* Begin DATA SECTION *

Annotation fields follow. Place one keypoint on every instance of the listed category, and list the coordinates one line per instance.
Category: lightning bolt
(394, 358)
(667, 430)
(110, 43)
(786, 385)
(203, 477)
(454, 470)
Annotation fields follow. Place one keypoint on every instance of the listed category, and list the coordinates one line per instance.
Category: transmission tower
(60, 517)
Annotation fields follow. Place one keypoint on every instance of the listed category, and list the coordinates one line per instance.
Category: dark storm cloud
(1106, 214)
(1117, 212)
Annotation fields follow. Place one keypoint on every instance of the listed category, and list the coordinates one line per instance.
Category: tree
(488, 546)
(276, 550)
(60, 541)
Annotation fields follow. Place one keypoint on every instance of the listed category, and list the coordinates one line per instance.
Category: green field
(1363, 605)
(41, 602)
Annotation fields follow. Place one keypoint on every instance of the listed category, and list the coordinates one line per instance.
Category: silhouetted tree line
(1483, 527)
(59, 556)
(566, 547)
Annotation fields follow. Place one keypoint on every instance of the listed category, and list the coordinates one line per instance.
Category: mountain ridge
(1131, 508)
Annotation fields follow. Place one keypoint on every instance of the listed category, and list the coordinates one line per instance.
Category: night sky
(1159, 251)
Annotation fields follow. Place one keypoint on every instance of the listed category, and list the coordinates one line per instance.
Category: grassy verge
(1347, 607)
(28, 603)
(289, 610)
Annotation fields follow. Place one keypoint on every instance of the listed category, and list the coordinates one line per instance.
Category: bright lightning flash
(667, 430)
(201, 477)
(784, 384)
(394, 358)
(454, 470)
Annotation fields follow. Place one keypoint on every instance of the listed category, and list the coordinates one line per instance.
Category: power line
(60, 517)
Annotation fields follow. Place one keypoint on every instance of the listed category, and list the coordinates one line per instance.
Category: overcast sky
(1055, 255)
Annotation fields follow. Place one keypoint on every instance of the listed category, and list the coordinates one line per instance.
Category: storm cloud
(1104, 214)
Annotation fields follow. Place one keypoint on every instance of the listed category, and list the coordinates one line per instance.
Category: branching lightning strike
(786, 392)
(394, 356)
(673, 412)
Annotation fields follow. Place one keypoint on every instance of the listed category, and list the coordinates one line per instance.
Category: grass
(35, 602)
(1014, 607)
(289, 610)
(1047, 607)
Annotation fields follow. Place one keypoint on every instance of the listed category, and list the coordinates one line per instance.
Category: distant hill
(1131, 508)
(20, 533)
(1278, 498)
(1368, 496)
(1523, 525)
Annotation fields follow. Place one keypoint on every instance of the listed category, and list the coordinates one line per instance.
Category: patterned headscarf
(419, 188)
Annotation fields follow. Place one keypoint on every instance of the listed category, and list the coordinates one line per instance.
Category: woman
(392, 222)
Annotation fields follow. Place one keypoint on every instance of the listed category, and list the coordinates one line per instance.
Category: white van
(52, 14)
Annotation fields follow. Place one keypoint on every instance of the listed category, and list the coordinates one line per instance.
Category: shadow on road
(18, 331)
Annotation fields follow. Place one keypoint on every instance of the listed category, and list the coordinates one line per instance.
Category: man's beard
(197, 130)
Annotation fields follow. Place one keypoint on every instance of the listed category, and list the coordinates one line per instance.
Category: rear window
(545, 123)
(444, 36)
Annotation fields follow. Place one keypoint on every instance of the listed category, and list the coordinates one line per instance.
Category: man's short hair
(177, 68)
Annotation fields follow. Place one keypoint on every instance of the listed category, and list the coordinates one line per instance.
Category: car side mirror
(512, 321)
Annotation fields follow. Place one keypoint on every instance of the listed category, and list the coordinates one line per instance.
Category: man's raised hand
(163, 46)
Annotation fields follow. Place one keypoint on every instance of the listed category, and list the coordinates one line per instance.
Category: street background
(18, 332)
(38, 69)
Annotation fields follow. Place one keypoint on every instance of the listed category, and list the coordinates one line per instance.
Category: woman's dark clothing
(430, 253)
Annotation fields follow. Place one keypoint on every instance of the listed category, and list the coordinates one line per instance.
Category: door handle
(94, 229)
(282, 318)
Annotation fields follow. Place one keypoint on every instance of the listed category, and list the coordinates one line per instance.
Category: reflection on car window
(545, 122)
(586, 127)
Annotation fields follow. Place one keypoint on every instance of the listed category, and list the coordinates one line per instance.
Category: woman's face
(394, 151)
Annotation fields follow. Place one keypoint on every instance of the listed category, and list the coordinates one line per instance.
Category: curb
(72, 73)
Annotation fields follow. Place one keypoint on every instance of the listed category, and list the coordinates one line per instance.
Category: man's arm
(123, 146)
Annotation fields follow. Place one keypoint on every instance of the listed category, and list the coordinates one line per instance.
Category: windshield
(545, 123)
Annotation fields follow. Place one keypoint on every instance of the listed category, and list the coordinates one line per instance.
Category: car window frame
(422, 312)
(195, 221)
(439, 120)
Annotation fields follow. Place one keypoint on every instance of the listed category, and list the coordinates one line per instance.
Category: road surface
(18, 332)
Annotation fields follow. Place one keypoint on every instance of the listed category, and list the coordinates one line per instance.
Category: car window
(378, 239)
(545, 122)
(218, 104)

* End DATA SECTION *

* TASK:
Show each line of the data above that contains the word "storm", copied in full.

* RESPONSE:
Category: dark storm cloud
Category: storm cloud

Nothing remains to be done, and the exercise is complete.